▶ **EXERCISE OBJECTIVE**
Reproduce the listing below without any change.

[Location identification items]
>>>>>

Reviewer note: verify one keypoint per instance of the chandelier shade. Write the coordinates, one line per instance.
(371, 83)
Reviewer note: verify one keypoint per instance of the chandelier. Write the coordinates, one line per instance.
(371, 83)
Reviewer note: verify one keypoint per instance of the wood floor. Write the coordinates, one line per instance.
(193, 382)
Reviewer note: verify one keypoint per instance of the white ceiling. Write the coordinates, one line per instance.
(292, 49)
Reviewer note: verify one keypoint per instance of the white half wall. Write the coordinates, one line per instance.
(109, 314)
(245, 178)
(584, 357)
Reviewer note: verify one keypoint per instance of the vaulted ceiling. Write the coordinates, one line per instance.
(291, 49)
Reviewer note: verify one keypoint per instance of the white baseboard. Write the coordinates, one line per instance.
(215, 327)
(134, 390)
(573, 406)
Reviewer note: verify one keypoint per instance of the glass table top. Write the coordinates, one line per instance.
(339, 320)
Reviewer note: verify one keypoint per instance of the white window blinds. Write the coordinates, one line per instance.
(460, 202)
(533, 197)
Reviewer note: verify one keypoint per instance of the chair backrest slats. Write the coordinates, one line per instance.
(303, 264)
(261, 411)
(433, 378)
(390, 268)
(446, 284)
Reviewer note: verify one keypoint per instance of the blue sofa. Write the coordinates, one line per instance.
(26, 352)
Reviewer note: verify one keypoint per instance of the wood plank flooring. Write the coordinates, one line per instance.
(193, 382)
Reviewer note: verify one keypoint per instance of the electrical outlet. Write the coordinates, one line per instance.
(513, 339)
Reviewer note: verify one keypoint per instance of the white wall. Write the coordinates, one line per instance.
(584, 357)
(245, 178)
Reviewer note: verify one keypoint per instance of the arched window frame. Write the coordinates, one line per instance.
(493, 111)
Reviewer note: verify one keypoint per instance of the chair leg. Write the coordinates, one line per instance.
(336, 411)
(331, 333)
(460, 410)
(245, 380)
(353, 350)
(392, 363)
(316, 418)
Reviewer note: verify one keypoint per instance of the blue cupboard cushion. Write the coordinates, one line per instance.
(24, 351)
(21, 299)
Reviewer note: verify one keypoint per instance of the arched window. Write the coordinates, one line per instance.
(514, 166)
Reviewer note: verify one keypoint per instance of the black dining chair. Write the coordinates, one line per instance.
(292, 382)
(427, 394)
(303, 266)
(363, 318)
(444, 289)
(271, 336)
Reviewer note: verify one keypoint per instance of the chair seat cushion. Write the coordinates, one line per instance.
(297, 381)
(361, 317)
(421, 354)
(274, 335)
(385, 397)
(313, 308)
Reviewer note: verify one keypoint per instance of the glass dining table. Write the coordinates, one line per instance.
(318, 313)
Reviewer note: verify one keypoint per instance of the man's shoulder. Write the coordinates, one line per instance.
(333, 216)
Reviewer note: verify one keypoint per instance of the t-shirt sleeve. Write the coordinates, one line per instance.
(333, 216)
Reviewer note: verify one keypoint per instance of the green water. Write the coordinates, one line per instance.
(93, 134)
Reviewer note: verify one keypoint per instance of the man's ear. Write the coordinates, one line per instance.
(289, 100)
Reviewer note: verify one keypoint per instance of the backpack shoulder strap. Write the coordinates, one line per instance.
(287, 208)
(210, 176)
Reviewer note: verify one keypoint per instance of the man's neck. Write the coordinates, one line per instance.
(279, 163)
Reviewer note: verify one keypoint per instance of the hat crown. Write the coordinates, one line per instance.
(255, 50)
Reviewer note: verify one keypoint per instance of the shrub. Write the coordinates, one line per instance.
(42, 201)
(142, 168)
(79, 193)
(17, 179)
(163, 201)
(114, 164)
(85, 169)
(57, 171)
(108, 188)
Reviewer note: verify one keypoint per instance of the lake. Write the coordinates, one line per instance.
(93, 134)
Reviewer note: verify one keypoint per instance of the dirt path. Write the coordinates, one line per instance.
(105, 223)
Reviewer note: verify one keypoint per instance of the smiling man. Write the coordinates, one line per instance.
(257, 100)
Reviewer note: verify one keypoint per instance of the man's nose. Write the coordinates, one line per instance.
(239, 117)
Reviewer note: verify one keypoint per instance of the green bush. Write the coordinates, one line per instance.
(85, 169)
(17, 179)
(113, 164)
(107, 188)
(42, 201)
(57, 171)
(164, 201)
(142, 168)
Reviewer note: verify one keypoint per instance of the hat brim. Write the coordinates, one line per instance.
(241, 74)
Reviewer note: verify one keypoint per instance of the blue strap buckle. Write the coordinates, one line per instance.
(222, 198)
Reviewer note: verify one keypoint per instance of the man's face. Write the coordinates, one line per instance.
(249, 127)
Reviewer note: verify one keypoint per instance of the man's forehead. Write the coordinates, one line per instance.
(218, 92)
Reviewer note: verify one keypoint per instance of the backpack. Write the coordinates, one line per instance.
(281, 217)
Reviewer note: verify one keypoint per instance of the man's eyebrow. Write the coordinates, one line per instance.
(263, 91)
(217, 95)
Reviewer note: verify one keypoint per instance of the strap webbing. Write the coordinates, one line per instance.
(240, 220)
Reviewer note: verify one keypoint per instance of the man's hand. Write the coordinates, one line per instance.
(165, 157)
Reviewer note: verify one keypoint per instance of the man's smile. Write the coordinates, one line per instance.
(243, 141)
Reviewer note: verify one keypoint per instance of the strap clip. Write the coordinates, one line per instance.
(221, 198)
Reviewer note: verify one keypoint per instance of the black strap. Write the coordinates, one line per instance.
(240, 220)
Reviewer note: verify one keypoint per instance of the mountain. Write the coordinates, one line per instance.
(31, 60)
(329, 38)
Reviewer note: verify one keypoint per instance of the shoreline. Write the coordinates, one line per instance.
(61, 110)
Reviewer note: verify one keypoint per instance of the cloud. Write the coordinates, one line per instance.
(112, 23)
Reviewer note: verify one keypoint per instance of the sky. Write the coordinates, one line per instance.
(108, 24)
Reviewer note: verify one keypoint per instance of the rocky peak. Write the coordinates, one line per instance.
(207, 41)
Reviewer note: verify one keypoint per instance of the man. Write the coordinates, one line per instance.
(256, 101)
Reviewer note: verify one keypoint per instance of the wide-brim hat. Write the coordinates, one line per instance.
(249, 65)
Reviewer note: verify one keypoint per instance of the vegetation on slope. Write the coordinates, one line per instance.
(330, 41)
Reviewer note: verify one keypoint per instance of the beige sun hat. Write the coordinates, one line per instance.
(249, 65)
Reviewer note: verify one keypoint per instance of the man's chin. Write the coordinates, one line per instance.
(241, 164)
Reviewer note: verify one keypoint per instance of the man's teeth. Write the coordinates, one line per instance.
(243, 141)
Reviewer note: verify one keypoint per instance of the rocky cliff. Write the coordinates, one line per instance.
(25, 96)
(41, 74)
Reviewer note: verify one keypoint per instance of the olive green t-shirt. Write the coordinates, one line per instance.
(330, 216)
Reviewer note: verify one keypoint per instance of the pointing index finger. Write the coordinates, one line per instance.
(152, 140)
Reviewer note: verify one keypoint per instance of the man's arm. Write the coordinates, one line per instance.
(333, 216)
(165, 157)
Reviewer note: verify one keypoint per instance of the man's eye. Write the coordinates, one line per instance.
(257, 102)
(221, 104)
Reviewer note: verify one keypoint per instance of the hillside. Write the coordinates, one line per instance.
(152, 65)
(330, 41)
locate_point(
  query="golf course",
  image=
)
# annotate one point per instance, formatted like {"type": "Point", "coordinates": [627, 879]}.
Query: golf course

<<<<<

▶ **SOLUTION BELOW**
Reviewer note: verify one keypoint per instance of the chandelier shade. Write the coordinates, one line per instance.
(371, 83)
Reviewer note: verify one keypoint per instance of the chandelier. Write the coordinates, one line per instance.
(371, 83)
Reviewer note: verify one keypoint per instance of the wood floor. Write the coordinates, one line per instance.
(193, 382)
Reviewer note: verify one keypoint per instance of the white ceiling. Write the coordinates, one line per instance.
(292, 49)
Reviewer note: verify one keypoint per instance of the white half wall. Write the coordinates, one line per instance.
(109, 314)
(245, 178)
(584, 357)
Reviewer note: verify one keypoint per instance of the vaulted ceiling. Write the coordinates, one line per instance.
(291, 49)
Reviewer note: verify one keypoint per instance of the white baseboard. Write the coordinates, one line per instance.
(215, 327)
(134, 390)
(573, 406)
Reviewer note: verify one keypoint per instance of the glass table top. Write the coordinates, one line per instance.
(339, 320)
Reviewer note: verify one keypoint per instance of the white window blinds. Write the coordinates, one line per instance.
(460, 202)
(533, 197)
Reviewer note: verify one keypoint per instance of the chair backrest slats. Write the coordinates, one line per instance.
(303, 264)
(261, 411)
(433, 378)
(390, 268)
(446, 284)
Reviewer note: verify one keypoint per instance of the blue sofa. Write the coordinates, one line per instance.
(26, 352)
Reviewer note: verify one keypoint per instance of the wood plank flooring. Write the coordinates, one line per instance.
(193, 382)
Reviewer note: verify one keypoint per instance of the electrical outlet. Write the coordinates, one line per instance.
(513, 339)
Reviewer note: verify one keypoint per instance of the white wall. Write the coordinates, one line per instance.
(584, 357)
(245, 178)
Reviewer note: verify one keypoint per instance of the arched window frame. Write the coordinates, one line per instance.
(493, 111)
Reviewer note: verify one keypoint per instance of the chair leg. Write the coordinates, one line per instance.
(336, 411)
(331, 333)
(460, 410)
(245, 380)
(353, 350)
(392, 363)
(316, 418)
Reviewer note: verify one keypoint per instance of the blue cupboard cushion. Write the coordinates, one line per instance.
(24, 351)
(21, 299)
Reviewer note: verify one keypoint per instance of the arched window. Write the coordinates, one line per instance.
(514, 166)
Reviewer note: verify one keypoint per instance of the black dining chair. Write the coordinates, one line per instance.
(292, 382)
(427, 394)
(303, 266)
(363, 318)
(444, 289)
(271, 336)
Reviewer note: verify one keypoint per instance of the chair seat cushion. Write the coordinates, one line per instance.
(297, 381)
(361, 317)
(421, 354)
(274, 335)
(385, 397)
(313, 308)
Reviewer note: verify one keypoint per instance of the glass dining table. Write the coordinates, one line per instance.
(318, 313)
Reviewer note: verify one keypoint per instance of the man's shoulder. Write the coordinates, one line per instance.
(333, 216)
Reviewer note: verify one keypoint per instance of the t-shirt sleeve. Write the coordinates, one line per instance.
(333, 216)
Reviewer note: verify one keypoint per instance of the green water. Write the coordinates, one line per instance.
(93, 134)
Reviewer note: verify one keypoint per instance of the man's ear. Write the coordinates, one line per instance.
(289, 100)
Reviewer note: verify one keypoint per instance of the backpack shoulder strap. Write the coordinates, one line per instance.
(287, 208)
(210, 176)
Reviewer note: verify one keypoint per instance of the man's neck. Write the coordinates, one line per instance.
(279, 163)
Reviewer note: verify one keypoint per instance of the hat crown. Write the coordinates, one line per instance.
(255, 50)
Reviewer note: verify one keypoint per instance of the shrub. Write the coordinates, one line per instance.
(42, 201)
(142, 168)
(79, 193)
(17, 179)
(163, 201)
(114, 164)
(85, 169)
(57, 171)
(108, 188)
Reviewer note: verify one keypoint per instance of the lake. Write the coordinates, one line per instance.
(93, 134)
Reviewer note: verify one keypoint per instance of the dirt path. Write the coordinates, one line per instance.
(105, 223)
Reviewer note: verify one keypoint per instance of the smiling man. Write the coordinates, one line per instance.
(257, 100)
Reviewer note: verify one keypoint per instance of the man's nose. Write the coordinates, one line per instance.
(239, 117)
Reviewer note: verify one keypoint per instance of the green bush. Write the coordinates, one line per instance.
(85, 169)
(17, 179)
(113, 164)
(107, 188)
(42, 201)
(57, 171)
(164, 201)
(142, 168)
Reviewer note: verify one keypoint per instance of the hat brim. Write the coordinates, one line per instance.
(241, 74)
Reviewer note: verify one keypoint per instance of the blue strap buckle. Write the coordinates, one line per instance.
(222, 198)
Reviewer note: verify one keypoint per instance of the man's face. Write the coordinates, one line per instance.
(249, 127)
Reviewer note: verify one keypoint per instance of the man's forehead. Write the coordinates, one line per instance.
(218, 92)
Reviewer note: verify one keypoint per instance of the backpack. Write the coordinates, one line per instance.
(281, 217)
Reviewer note: verify one keypoint per instance of the man's eyebrow. Write the coordinates, one line per instance.
(263, 91)
(217, 95)
Reviewer note: verify one keypoint per instance of the strap webbing. Write the coordinates, one line per instance.
(240, 220)
Reviewer note: verify one keypoint per instance of the man's hand. Write the coordinates, one line per instance.
(165, 157)
Reviewer note: verify one keypoint per instance of the man's smile. Write the coordinates, one line per instance.
(243, 141)
Reviewer note: verify one keypoint per instance of the strap clip. Write the coordinates, one line per instance.
(221, 198)
Reviewer note: verify one keypoint per instance of the black strap. Write the coordinates, one line per instance.
(240, 220)
Reviewer note: verify one keypoint per instance of the mountain. Write the coordinates, one line per instance.
(31, 60)
(329, 38)
Reviewer note: verify one keypoint per instance of the shoreline. Write the coordinates, one line per instance.
(61, 110)
Reviewer note: verify one keypoint per instance of the cloud. Write the coordinates, one line per instance.
(112, 23)
Reviewer note: verify one keypoint per instance of the sky. Write the coordinates, one line per instance.
(108, 24)
Reviewer note: verify one keypoint per instance of the rocky peak. Write the coordinates, one line per instance.
(207, 41)
Reviewer note: verify one keypoint per instance of the man. Write the coordinates, one line per instance.
(256, 101)
Reviewer note: verify one keypoint per instance of the wide-brim hat. Write the coordinates, one line per instance.
(249, 65)
Reviewer note: verify one keypoint per instance of the vegetation on slope. Write the coordinates, one line per instance.
(330, 41)
Reviewer note: verify one keypoint per instance of the beige sun hat. Write the coordinates, one line per instance.
(249, 65)
Reviewer note: verify one keypoint per instance of the man's chin. Write the coordinates, one line per instance.
(241, 164)
Reviewer note: verify one keypoint per instance of the man's teeth. Write the coordinates, one line per instance.
(243, 141)
Reviewer note: verify one keypoint per instance of the rocky cliff. Write the coordinates, one line per instance.
(25, 96)
(41, 74)
Reviewer note: verify one keypoint per instance of the olive green t-shirt. Write the coordinates, one line per instance.
(330, 216)
Reviewer note: verify one keypoint per instance of the pointing index finger. Write the coordinates, one line per instance.
(152, 140)
Reviewer note: verify one keypoint per instance of the man's arm. Write the coordinates, one line per instance.
(333, 216)
(165, 157)
Reviewer note: verify one keypoint per instance of the man's eye. Write the coordinates, one line per instance.
(257, 102)
(221, 104)
Reviewer note: verify one keypoint per instance of the hillside. Write the coordinates, one line per instance.
(152, 65)
(330, 41)
locate_point(
  query="golf course",
  image=
)
# annotate one point per instance, formatted like {"type": "Point", "coordinates": [627, 879]}.
Query: golf course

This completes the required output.